# MATERIAL FOR THIS EXERCISE

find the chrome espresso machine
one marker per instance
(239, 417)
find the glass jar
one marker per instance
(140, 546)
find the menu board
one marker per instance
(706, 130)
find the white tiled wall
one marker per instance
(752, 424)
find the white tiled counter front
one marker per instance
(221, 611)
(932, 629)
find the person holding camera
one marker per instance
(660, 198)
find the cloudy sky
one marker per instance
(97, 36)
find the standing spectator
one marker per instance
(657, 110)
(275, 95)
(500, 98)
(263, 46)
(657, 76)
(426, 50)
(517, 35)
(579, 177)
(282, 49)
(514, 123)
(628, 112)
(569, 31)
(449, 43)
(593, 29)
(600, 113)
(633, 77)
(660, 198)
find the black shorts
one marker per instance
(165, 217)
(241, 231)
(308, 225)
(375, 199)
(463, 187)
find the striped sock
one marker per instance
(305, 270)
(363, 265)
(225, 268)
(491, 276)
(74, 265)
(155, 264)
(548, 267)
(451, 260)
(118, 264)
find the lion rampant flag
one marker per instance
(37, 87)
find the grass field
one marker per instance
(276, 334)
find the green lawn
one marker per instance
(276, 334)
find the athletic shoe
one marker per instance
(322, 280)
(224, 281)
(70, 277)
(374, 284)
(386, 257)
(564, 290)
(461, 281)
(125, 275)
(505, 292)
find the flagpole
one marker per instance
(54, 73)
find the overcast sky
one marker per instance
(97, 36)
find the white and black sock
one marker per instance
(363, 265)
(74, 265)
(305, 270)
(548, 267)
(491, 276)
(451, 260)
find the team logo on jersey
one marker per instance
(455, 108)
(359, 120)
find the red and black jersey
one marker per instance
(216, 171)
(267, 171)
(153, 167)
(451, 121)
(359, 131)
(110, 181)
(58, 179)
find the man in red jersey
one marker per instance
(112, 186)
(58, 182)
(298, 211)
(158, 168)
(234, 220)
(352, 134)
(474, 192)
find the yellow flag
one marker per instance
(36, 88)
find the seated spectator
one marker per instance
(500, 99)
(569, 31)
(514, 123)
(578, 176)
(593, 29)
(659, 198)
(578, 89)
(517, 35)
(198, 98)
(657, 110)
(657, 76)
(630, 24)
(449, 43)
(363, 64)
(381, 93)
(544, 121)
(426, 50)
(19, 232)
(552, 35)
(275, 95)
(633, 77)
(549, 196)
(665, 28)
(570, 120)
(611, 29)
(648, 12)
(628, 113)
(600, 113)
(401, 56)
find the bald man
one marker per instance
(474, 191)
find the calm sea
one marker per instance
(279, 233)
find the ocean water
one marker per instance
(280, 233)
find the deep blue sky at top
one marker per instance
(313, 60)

# BRIEF
For every line in the data above that has the string "black", return that line.

# SOLVED EXERCISE
find the black shorts
find the white and black sock
find the red and black jersey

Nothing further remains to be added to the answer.